# [What to do]
Reproduce the lines of the records below verbatim, from the line with "the red patterned" to the line with "110 116 L 107", both included.

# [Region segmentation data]
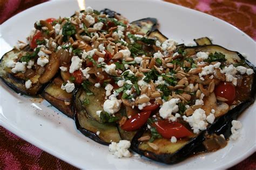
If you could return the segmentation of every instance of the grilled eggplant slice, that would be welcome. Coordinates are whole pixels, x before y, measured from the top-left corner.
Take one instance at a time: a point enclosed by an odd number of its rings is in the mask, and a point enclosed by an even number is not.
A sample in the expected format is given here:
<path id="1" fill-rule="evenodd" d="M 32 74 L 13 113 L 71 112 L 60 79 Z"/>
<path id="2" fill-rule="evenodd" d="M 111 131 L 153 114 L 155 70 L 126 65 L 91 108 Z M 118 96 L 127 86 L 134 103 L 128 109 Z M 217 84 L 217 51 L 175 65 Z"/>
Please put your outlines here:
<path id="1" fill-rule="evenodd" d="M 163 43 L 168 39 L 168 38 L 158 30 L 156 29 L 149 34 L 149 38 L 152 38 L 158 40 Z"/>
<path id="2" fill-rule="evenodd" d="M 227 63 L 235 65 L 243 63 L 243 66 L 251 68 L 254 70 L 254 73 L 255 72 L 253 65 L 240 53 L 229 51 L 218 45 L 183 46 L 183 48 L 188 55 L 196 54 L 200 51 L 212 53 L 215 52 L 221 52 L 225 55 Z M 244 88 L 241 87 L 237 88 L 238 93 L 237 95 L 242 95 L 242 97 L 237 99 L 233 103 L 235 107 L 224 116 L 216 118 L 214 122 L 210 125 L 206 130 L 201 131 L 191 138 L 178 140 L 176 143 L 172 143 L 170 140 L 163 138 L 156 139 L 153 144 L 156 145 L 158 148 L 154 150 L 147 143 L 142 143 L 138 140 L 142 136 L 150 134 L 149 130 L 144 128 L 140 129 L 133 138 L 131 148 L 133 151 L 147 158 L 171 164 L 180 162 L 190 155 L 199 152 L 211 151 L 208 150 L 209 148 L 207 145 L 205 146 L 207 143 L 207 137 L 209 135 L 215 136 L 223 134 L 226 138 L 228 138 L 231 134 L 232 121 L 237 119 L 238 116 L 254 102 L 256 95 L 256 74 L 254 73 L 250 76 L 244 75 L 244 79 L 245 79 L 243 81 L 245 84 L 241 86 Z M 225 144 L 223 144 L 225 145 Z"/>
<path id="3" fill-rule="evenodd" d="M 59 83 L 56 83 L 56 81 Z M 58 110 L 68 117 L 73 119 L 72 93 L 68 93 L 61 89 L 64 82 L 59 77 L 55 79 L 44 90 L 42 96 Z"/>
<path id="4" fill-rule="evenodd" d="M 146 18 L 131 22 L 130 26 L 132 30 L 146 34 L 157 29 L 158 23 L 154 18 Z"/>
<path id="5" fill-rule="evenodd" d="M 33 86 L 27 89 L 25 87 L 24 74 L 18 73 L 14 74 L 11 71 L 11 68 L 8 68 L 5 65 L 9 61 L 14 60 L 17 58 L 16 56 L 19 59 L 29 52 L 31 52 L 31 49 L 28 46 L 22 51 L 14 48 L 5 53 L 0 61 L 0 77 L 8 86 L 16 93 L 28 96 L 36 96 L 41 93 L 44 87 L 38 82 L 38 76 L 36 75 L 31 78 L 31 80 L 33 81 Z"/>
<path id="6" fill-rule="evenodd" d="M 205 45 L 212 44 L 212 41 L 208 37 L 202 37 L 200 38 L 194 39 L 194 41 L 197 45 Z"/>
<path id="7" fill-rule="evenodd" d="M 90 88 L 95 94 L 102 94 L 103 89 Z M 96 91 L 98 90 L 98 91 Z M 103 93 L 105 95 L 105 91 Z M 97 110 L 103 110 L 99 100 L 104 102 L 104 97 L 100 98 L 101 96 L 96 96 L 90 98 L 90 103 L 85 105 L 84 98 L 87 97 L 86 93 L 83 88 L 80 88 L 75 95 L 75 121 L 77 128 L 83 134 L 91 139 L 104 145 L 108 145 L 112 141 L 118 142 L 121 138 L 115 123 L 101 123 L 99 122 L 96 114 Z M 97 118 L 98 119 L 98 118 Z M 97 135 L 97 132 L 100 132 Z"/>

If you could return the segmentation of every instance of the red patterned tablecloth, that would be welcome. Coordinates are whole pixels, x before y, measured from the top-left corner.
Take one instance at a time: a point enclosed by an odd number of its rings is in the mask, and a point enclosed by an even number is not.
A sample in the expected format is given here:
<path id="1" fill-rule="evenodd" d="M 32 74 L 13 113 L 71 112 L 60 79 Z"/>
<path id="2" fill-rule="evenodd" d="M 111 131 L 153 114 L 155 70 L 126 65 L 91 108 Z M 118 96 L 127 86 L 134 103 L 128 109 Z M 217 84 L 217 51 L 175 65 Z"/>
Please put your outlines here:
<path id="1" fill-rule="evenodd" d="M 0 0 L 0 24 L 47 0 Z M 166 0 L 224 19 L 256 40 L 255 0 Z M 0 126 L 0 169 L 76 169 Z M 256 153 L 232 169 L 256 169 Z"/>

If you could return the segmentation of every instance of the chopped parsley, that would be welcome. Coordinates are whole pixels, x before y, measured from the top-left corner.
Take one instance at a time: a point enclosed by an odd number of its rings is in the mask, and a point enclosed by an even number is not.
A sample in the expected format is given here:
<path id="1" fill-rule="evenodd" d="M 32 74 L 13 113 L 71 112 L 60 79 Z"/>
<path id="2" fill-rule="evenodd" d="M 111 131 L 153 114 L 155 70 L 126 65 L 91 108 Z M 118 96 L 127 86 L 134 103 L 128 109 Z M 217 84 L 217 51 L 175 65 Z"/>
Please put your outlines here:
<path id="1" fill-rule="evenodd" d="M 215 52 L 214 54 L 210 54 L 208 59 L 204 60 L 204 61 L 208 62 L 208 63 L 217 61 L 224 62 L 226 60 L 225 56 L 225 55 L 223 53 Z"/>
<path id="2" fill-rule="evenodd" d="M 110 116 L 107 112 L 102 111 L 99 116 L 101 123 L 112 123 L 117 122 L 118 118 L 117 117 Z"/>

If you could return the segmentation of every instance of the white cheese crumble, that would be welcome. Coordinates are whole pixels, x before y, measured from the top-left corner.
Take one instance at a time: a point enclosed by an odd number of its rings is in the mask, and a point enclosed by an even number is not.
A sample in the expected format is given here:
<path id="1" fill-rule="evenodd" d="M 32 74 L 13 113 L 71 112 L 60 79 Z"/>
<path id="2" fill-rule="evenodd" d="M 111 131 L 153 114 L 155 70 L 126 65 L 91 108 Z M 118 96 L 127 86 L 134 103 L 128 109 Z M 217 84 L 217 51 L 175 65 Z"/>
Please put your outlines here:
<path id="1" fill-rule="evenodd" d="M 208 59 L 208 53 L 200 52 L 197 53 L 197 57 L 200 60 L 204 60 Z"/>
<path id="2" fill-rule="evenodd" d="M 110 84 L 107 84 L 105 87 L 106 90 L 106 96 L 108 97 L 111 95 L 111 91 L 113 90 L 113 86 Z"/>
<path id="3" fill-rule="evenodd" d="M 97 83 L 94 84 L 94 86 L 95 86 L 97 88 L 100 88 L 100 83 Z"/>
<path id="4" fill-rule="evenodd" d="M 205 122 L 206 119 L 205 112 L 202 109 L 196 110 L 193 115 L 190 117 L 183 116 L 183 118 L 185 121 L 189 123 L 193 130 L 194 133 L 198 133 L 200 130 L 206 130 L 208 125 L 208 123 Z"/>
<path id="5" fill-rule="evenodd" d="M 176 143 L 177 141 L 177 139 L 175 136 L 172 136 L 172 138 L 171 138 L 171 142 L 172 143 Z"/>
<path id="6" fill-rule="evenodd" d="M 176 49 L 176 45 L 178 42 L 173 40 L 173 39 L 169 39 L 164 41 L 161 46 L 163 51 L 173 51 Z"/>
<path id="7" fill-rule="evenodd" d="M 122 49 L 119 51 L 123 53 L 123 59 L 130 57 L 131 56 L 131 52 L 129 49 Z"/>
<path id="8" fill-rule="evenodd" d="M 116 65 L 111 64 L 110 65 L 105 65 L 104 71 L 109 75 L 116 75 L 117 74 L 116 70 Z"/>
<path id="9" fill-rule="evenodd" d="M 135 62 L 136 62 L 137 63 L 140 63 L 142 60 L 142 58 L 141 57 L 136 56 L 136 58 L 134 58 L 134 61 Z"/>
<path id="10" fill-rule="evenodd" d="M 90 74 L 88 73 L 88 72 L 91 70 L 91 68 L 90 67 L 86 67 L 85 68 L 85 69 L 83 69 L 82 68 L 80 68 L 80 70 L 81 70 L 82 73 L 83 73 L 83 75 L 88 79 L 90 77 Z"/>
<path id="11" fill-rule="evenodd" d="M 64 67 L 64 66 L 61 66 L 59 67 L 59 69 L 62 71 L 62 72 L 66 72 L 68 71 L 68 67 Z"/>
<path id="12" fill-rule="evenodd" d="M 210 114 L 209 115 L 208 115 L 206 117 L 207 122 L 208 122 L 208 123 L 210 123 L 211 124 L 212 124 L 214 122 L 214 119 L 215 119 L 214 114 Z"/>
<path id="13" fill-rule="evenodd" d="M 14 73 L 17 73 L 17 72 L 25 73 L 26 71 L 26 64 L 25 62 L 17 62 L 15 64 L 15 66 L 11 69 L 11 72 Z"/>
<path id="14" fill-rule="evenodd" d="M 117 86 L 118 86 L 118 87 L 122 87 L 124 86 L 124 80 L 120 80 L 117 81 Z"/>
<path id="15" fill-rule="evenodd" d="M 85 17 L 85 19 L 90 24 L 90 25 L 95 23 L 95 19 L 90 15 L 86 15 L 86 16 Z"/>
<path id="16" fill-rule="evenodd" d="M 131 153 L 128 148 L 131 146 L 131 142 L 126 140 L 121 140 L 119 143 L 112 141 L 109 145 L 109 149 L 111 152 L 113 152 L 118 158 L 130 157 Z"/>
<path id="17" fill-rule="evenodd" d="M 160 116 L 164 119 L 170 119 L 172 113 L 175 114 L 179 111 L 179 106 L 177 104 L 180 101 L 179 98 L 172 98 L 170 101 L 164 102 L 159 110 Z"/>
<path id="18" fill-rule="evenodd" d="M 40 56 L 37 59 L 37 63 L 41 67 L 44 67 L 48 62 L 49 62 L 49 60 L 45 56 Z"/>
<path id="19" fill-rule="evenodd" d="M 71 93 L 75 89 L 75 84 L 70 82 L 69 81 L 68 81 L 68 83 L 66 83 L 65 86 L 64 84 L 62 84 L 62 89 L 64 90 L 66 90 L 66 91 L 68 93 Z"/>
<path id="20" fill-rule="evenodd" d="M 236 140 L 240 135 L 240 133 L 238 130 L 242 128 L 242 125 L 240 121 L 235 120 L 233 120 L 231 123 L 232 124 L 231 128 L 231 133 L 232 134 L 230 138 L 233 140 Z"/>
<path id="21" fill-rule="evenodd" d="M 159 51 L 158 51 L 157 53 L 155 53 L 154 54 L 154 58 L 155 59 L 157 59 L 157 58 L 161 59 L 163 57 L 164 57 L 164 55 L 163 55 L 162 53 Z"/>
<path id="22" fill-rule="evenodd" d="M 93 29 L 98 31 L 102 30 L 102 27 L 104 25 L 104 24 L 102 22 L 97 23 L 94 24 Z"/>
<path id="23" fill-rule="evenodd" d="M 69 73 L 73 73 L 82 67 L 83 60 L 80 59 L 78 56 L 75 55 L 72 57 L 71 65 L 69 68 Z"/>
<path id="24" fill-rule="evenodd" d="M 33 60 L 29 60 L 29 62 L 28 63 L 28 66 L 26 66 L 26 68 L 31 68 L 32 66 L 33 66 L 35 64 L 35 62 Z"/>
<path id="25" fill-rule="evenodd" d="M 27 89 L 31 88 L 32 82 L 30 80 L 28 80 L 28 81 L 26 81 L 26 82 L 25 82 L 25 87 L 26 87 L 26 89 Z"/>
<path id="26" fill-rule="evenodd" d="M 159 41 L 156 40 L 156 46 L 158 47 L 160 47 L 161 46 L 161 42 Z"/>
<path id="27" fill-rule="evenodd" d="M 109 115 L 113 115 L 118 112 L 121 108 L 122 100 L 117 100 L 116 97 L 111 97 L 106 100 L 103 104 L 104 110 Z"/>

# [Reply]
If you could return the segmentation of every instance of the red patterned tablecloth, that would be welcome. Coordinates are whole pixels, x before y, measured from the top-left corner.
Take one instance at a time: a point enclosed by an odd number of its rings is in the mask, and a point enclosed by an even number is not.
A sample in the expected format is given here:
<path id="1" fill-rule="evenodd" d="M 32 74 L 13 113 L 71 112 L 60 79 Z"/>
<path id="2" fill-rule="evenodd" d="M 111 131 L 153 114 L 155 70 L 126 65 L 91 108 Z M 118 96 L 127 86 L 134 103 L 128 109 Z M 217 84 L 217 51 L 175 65 Z"/>
Please put your outlines here:
<path id="1" fill-rule="evenodd" d="M 0 0 L 0 24 L 47 0 Z M 166 0 L 224 19 L 256 40 L 255 0 Z M 0 126 L 0 169 L 76 169 Z M 256 153 L 232 169 L 256 169 Z"/>

If you could return the segmentation of every instance of the chopped parsley, that would be welcome. Coordinates are whole pixels, x before y, measured from the top-left corner.
Take one instance at a time: a point enclosed by an odd number of its rings is in the mask, and a point enclosed by an even number is not.
A sample in the expected format is given here:
<path id="1" fill-rule="evenodd" d="M 32 74 L 13 113 L 71 112 L 60 79 Z"/>
<path id="2" fill-rule="evenodd" d="M 111 131 L 153 114 L 155 70 L 126 65 L 91 108 Z M 118 96 L 127 86 L 134 103 L 128 109 Z M 217 84 L 217 51 L 175 65 Z"/>
Please put your outlines here:
<path id="1" fill-rule="evenodd" d="M 215 52 L 214 54 L 210 54 L 208 59 L 204 60 L 204 61 L 208 62 L 208 63 L 217 61 L 224 62 L 226 60 L 225 56 L 225 55 L 223 53 Z"/>
<path id="2" fill-rule="evenodd" d="M 110 116 L 107 112 L 102 111 L 99 116 L 101 123 L 112 123 L 117 122 L 118 118 L 117 117 Z"/>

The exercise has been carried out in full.